Data section:
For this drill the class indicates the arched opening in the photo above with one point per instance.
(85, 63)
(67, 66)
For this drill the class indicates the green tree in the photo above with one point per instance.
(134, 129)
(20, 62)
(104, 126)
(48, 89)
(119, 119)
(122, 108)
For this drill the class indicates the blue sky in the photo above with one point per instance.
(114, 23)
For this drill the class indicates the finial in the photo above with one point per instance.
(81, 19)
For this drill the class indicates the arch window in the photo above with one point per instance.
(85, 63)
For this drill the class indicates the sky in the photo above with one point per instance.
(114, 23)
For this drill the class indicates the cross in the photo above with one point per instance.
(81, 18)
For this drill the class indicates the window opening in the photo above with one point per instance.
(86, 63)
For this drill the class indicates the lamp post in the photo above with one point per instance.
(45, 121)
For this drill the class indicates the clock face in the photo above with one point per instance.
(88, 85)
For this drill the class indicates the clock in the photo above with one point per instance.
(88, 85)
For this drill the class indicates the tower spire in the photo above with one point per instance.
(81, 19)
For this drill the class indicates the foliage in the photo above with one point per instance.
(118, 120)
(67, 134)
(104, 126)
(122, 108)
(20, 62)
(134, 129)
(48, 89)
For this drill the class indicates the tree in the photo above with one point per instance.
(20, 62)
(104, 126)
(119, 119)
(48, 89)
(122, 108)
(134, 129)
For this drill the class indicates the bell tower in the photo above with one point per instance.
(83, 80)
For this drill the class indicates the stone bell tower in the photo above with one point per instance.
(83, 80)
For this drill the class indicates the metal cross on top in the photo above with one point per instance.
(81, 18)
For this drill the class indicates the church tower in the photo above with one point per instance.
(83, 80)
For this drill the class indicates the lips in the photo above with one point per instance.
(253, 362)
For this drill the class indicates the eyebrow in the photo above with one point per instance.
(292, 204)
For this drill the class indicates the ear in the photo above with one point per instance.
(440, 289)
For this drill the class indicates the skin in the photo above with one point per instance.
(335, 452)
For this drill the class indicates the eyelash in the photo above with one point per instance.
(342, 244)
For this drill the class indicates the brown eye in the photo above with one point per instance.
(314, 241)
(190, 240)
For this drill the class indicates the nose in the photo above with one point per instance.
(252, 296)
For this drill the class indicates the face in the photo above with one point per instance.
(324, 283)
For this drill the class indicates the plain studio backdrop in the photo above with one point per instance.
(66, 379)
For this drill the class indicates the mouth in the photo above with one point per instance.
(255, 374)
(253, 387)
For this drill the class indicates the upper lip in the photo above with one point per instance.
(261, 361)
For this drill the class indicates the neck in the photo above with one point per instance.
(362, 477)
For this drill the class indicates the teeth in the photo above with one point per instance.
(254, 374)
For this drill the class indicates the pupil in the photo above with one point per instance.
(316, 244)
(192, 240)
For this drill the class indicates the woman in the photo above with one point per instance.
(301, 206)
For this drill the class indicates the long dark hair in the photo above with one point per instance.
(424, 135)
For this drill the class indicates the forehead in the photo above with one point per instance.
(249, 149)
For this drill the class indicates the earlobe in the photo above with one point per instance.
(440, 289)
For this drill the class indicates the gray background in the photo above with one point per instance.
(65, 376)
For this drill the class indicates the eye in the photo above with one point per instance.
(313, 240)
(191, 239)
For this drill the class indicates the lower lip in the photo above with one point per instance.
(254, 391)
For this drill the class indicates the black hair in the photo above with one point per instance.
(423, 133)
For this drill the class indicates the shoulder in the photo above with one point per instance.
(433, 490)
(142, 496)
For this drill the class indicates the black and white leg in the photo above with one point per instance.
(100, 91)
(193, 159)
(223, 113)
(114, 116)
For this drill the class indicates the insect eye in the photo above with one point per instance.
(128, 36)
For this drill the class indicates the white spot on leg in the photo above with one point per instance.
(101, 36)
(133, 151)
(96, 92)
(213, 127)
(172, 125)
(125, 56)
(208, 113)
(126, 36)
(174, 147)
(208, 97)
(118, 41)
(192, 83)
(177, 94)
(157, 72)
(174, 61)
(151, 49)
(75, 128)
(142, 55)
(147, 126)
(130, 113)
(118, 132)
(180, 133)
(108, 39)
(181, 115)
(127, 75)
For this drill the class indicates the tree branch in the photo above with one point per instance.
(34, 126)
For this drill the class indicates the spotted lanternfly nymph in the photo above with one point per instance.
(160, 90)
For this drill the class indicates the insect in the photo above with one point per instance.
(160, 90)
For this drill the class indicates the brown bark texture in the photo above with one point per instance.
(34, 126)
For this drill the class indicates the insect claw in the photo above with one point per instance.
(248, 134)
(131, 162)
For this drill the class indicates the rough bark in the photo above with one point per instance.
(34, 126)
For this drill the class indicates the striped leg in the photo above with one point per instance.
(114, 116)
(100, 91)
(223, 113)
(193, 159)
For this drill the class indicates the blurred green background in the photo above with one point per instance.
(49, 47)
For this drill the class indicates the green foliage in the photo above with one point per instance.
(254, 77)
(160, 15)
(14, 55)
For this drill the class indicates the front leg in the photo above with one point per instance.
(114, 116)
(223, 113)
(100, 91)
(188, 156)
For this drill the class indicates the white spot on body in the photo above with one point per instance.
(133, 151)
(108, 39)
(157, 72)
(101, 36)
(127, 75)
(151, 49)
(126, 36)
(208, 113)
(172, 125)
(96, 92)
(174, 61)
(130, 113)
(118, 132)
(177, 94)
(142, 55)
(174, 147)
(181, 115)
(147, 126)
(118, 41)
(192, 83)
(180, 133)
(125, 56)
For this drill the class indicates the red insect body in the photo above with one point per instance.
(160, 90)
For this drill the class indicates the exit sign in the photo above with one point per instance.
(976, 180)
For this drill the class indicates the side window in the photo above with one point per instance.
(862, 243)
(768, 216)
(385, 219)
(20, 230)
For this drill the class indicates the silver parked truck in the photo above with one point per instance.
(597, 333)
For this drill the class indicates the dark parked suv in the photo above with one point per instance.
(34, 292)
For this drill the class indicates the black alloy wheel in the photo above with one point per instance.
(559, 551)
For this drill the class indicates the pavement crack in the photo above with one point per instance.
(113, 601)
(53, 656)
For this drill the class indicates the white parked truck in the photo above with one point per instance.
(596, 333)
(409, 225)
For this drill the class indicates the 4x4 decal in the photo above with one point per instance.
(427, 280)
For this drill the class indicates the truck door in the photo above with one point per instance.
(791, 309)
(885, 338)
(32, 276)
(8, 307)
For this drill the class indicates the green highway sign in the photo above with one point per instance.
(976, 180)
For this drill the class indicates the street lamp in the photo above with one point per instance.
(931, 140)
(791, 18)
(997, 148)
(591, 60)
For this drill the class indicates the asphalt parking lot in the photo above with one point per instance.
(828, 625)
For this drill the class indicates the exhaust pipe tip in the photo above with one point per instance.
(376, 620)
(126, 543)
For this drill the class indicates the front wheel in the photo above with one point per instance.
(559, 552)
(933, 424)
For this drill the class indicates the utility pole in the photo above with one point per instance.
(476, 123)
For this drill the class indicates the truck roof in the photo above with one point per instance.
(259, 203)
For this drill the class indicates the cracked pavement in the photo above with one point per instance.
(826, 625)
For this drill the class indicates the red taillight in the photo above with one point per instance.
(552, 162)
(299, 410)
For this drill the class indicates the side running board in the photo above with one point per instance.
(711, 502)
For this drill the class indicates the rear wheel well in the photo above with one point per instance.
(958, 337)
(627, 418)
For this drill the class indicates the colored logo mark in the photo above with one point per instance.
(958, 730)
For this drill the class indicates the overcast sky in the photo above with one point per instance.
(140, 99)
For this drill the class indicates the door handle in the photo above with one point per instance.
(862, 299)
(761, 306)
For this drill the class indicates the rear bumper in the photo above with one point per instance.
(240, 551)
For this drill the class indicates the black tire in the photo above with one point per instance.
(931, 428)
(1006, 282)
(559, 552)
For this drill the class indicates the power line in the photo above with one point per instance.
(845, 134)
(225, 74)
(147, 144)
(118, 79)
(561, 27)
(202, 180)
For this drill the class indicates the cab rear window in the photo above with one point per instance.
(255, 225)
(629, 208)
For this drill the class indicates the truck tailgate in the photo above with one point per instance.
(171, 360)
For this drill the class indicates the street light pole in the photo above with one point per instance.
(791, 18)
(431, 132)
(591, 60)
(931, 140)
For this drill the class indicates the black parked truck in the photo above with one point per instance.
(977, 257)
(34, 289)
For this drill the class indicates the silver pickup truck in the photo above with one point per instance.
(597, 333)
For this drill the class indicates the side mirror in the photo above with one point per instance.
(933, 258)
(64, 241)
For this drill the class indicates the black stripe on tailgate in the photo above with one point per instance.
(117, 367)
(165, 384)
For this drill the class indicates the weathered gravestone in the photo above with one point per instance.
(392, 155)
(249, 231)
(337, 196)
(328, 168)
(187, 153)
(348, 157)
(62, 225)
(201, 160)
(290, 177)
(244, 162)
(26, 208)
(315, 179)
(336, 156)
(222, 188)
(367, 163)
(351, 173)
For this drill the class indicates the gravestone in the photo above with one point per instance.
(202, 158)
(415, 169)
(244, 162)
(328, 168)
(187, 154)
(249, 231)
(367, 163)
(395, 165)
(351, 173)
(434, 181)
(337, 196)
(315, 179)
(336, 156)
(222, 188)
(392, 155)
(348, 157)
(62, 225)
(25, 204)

Work to do:
Using the records above, please retype only the run of lines from the line holding "For this drill the class indicates the weathered" through the last line, both ends included.

The output:
For this drill the class indicates the weathered gravestone in the photo above with one point per instance.
(392, 155)
(249, 231)
(337, 196)
(328, 168)
(187, 153)
(348, 157)
(62, 225)
(201, 160)
(290, 177)
(244, 162)
(26, 208)
(315, 179)
(336, 156)
(222, 188)
(367, 163)
(351, 173)
For this drill the class indicates the gravestone in the photo above with one point per instance.
(202, 158)
(415, 169)
(244, 162)
(328, 168)
(187, 154)
(249, 231)
(367, 163)
(395, 165)
(351, 173)
(434, 181)
(337, 196)
(315, 179)
(336, 156)
(222, 188)
(392, 155)
(348, 157)
(62, 225)
(25, 204)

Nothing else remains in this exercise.